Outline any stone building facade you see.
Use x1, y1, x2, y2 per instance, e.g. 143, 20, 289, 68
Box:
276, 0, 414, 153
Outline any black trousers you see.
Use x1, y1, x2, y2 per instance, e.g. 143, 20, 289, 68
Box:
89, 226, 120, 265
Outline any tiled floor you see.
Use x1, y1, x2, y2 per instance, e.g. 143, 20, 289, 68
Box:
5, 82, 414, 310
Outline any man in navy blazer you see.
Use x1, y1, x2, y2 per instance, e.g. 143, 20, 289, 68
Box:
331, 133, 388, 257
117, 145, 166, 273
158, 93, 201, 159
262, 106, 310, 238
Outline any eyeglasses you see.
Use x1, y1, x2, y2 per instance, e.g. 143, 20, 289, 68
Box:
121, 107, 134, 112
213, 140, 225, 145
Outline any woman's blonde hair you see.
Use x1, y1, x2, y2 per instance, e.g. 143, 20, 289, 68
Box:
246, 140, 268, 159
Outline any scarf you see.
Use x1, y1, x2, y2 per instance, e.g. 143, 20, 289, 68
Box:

* * *

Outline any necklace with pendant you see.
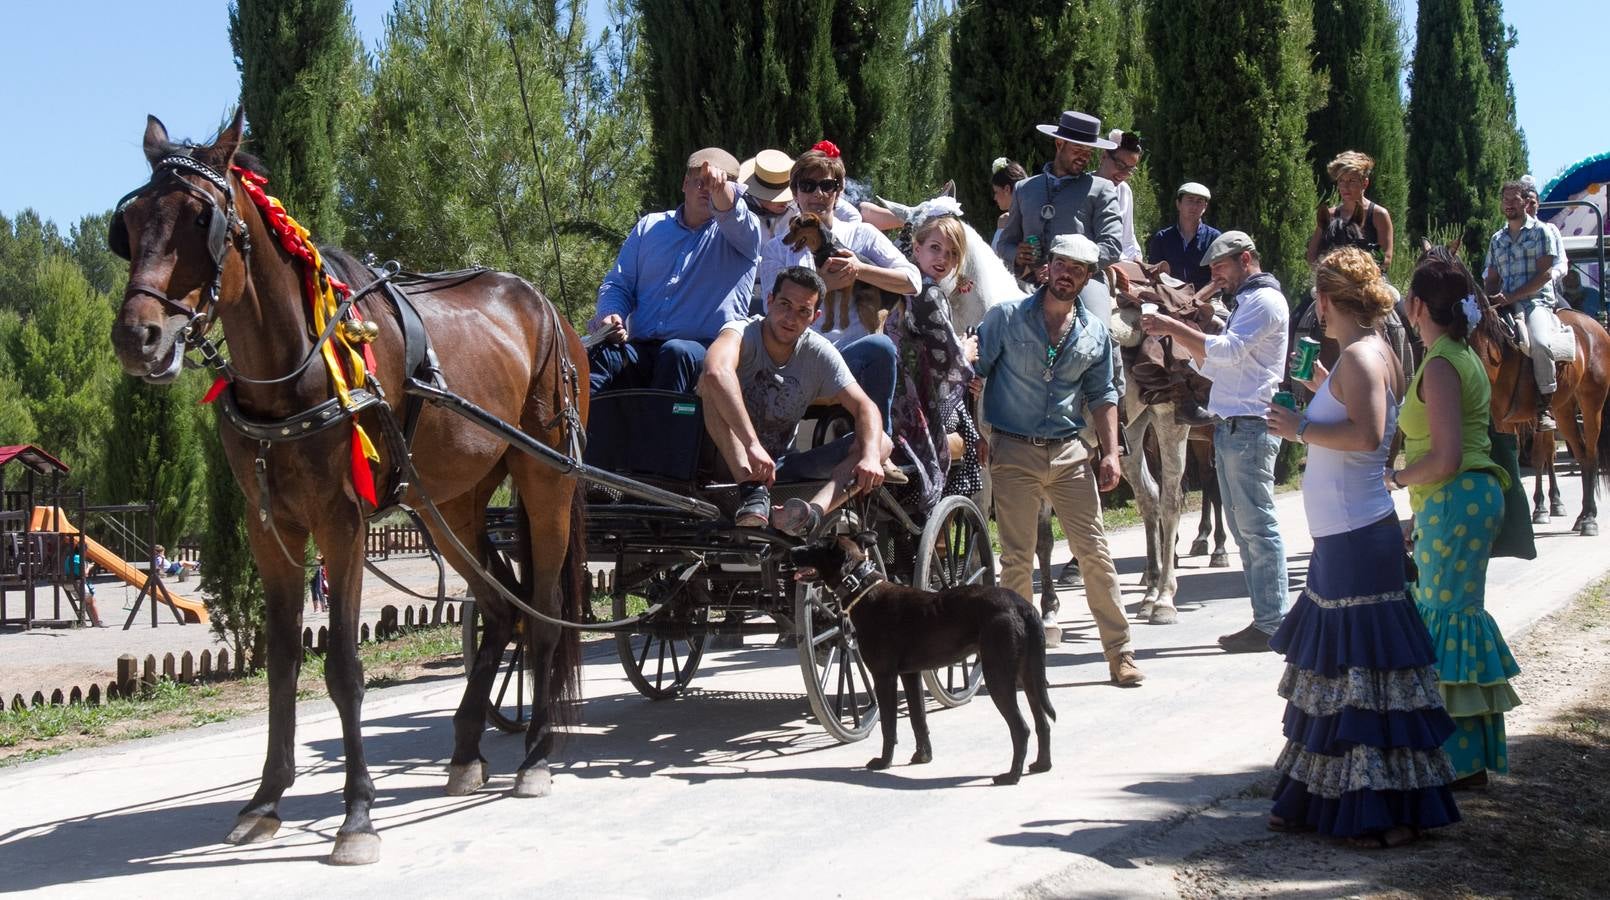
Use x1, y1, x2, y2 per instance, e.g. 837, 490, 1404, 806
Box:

---

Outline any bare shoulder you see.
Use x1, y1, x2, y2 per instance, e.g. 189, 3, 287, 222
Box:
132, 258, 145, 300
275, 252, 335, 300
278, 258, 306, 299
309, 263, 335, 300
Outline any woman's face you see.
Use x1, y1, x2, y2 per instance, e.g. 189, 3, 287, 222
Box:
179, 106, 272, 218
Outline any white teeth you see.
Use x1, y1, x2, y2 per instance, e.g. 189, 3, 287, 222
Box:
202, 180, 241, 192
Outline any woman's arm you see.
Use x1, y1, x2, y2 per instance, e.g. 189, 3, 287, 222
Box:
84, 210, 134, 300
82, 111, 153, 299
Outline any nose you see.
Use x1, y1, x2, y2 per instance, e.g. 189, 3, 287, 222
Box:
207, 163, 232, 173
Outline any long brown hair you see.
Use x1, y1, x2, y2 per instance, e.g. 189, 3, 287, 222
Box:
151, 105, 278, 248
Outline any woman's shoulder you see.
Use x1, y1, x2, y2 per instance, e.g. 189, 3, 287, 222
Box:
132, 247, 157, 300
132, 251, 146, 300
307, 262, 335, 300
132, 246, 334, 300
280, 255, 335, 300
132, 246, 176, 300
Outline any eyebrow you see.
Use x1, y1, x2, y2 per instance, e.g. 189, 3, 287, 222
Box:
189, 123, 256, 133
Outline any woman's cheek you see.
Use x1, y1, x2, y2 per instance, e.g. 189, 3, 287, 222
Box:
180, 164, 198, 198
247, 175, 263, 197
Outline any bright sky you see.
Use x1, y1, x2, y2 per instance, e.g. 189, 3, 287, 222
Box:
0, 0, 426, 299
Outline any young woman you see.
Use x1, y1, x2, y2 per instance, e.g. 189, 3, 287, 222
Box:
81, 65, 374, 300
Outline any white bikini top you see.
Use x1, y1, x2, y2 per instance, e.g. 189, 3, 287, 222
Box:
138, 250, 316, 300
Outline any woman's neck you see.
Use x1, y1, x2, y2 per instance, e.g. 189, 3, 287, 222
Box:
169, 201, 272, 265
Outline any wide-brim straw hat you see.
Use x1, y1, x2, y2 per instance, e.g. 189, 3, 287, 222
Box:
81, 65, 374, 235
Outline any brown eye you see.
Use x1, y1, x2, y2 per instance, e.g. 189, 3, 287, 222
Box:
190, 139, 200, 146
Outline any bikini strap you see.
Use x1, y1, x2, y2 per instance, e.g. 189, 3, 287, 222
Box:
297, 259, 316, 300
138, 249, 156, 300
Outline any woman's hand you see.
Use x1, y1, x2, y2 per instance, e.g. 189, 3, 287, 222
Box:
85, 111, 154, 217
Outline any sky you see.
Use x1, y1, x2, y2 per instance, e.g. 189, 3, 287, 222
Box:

*BRIEF:* Only the lines holding the string "white" are needed; copy each of them from the material above.

*TASK RESULT:*
Outline any white teeth you see.
Outline any white bikini top you see.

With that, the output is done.